Transcribe the lines of the records starting with the one that has "the flag in" in it and ending with the last, and transcribe nothing else.

> **Point-based annotation data**:
┌──
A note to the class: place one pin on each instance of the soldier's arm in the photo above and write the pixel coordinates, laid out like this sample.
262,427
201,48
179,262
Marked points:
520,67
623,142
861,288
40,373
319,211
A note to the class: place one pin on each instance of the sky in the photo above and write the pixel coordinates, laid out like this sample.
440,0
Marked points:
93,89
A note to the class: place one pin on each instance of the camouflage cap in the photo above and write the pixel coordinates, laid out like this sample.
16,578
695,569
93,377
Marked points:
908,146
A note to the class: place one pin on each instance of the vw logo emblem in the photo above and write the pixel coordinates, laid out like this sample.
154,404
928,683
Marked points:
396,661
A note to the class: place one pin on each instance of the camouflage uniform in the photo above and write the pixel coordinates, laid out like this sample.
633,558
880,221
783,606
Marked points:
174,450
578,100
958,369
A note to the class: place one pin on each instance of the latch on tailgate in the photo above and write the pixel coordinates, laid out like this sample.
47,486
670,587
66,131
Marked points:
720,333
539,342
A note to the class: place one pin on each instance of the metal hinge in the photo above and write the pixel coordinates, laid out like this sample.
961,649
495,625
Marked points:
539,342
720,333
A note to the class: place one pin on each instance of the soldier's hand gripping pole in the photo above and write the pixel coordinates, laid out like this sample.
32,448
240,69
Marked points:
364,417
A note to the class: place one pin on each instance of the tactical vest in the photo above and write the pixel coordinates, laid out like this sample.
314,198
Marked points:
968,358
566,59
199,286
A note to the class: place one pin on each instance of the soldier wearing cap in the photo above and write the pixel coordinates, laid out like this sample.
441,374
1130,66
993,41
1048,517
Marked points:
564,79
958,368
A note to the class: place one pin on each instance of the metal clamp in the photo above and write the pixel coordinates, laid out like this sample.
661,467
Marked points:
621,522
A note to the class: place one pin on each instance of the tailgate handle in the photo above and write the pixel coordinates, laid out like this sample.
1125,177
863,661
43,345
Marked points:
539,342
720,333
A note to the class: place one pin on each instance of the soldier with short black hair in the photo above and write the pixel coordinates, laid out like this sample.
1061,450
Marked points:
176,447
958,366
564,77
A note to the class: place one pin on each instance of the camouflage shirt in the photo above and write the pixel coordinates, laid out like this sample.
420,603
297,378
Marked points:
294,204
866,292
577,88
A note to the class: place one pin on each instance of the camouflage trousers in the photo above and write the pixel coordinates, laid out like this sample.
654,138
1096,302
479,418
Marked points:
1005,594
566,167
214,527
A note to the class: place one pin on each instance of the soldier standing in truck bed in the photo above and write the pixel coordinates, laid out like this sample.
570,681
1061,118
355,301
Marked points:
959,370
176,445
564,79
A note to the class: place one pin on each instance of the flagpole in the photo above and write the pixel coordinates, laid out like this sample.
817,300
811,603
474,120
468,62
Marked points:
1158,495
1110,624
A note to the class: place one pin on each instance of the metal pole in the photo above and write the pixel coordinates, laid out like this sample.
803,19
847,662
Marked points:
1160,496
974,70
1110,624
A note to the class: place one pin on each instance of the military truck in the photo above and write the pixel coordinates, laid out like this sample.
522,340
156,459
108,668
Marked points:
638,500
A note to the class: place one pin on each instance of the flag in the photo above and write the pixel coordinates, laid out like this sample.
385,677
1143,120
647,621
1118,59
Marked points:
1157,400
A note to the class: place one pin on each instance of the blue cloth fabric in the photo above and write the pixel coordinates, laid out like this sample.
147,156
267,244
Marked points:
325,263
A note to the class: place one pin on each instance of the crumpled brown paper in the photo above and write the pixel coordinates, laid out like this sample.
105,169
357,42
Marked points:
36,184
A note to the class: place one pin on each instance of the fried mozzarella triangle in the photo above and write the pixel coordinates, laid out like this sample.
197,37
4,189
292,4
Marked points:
└──
> **Written response**:
A note to the class: place one pin on each instance of the flag in the photo above and write the pixel coordinates, laid out like this sample.
385,677
1143,120
647,621
1118,59
Marked points:
1157,400
A note to the class: place one pin on each instance of the blue cloth fabric in the photo above and write the pixel coordinates, laid out like this sample.
147,156
267,244
Marked points:
325,263
A note to the class: place one pin on each instance of the crumpled brown paper in the photo above and write the pixel coordinates, laid out like this sample.
105,169
357,42
Marked points:
36,184
A note to the class: place one pin on each instance of the fried mozzarella triangle in the photo above and write the pixel coordinates, laid out like this sample.
197,37
4,189
292,4
Marked points:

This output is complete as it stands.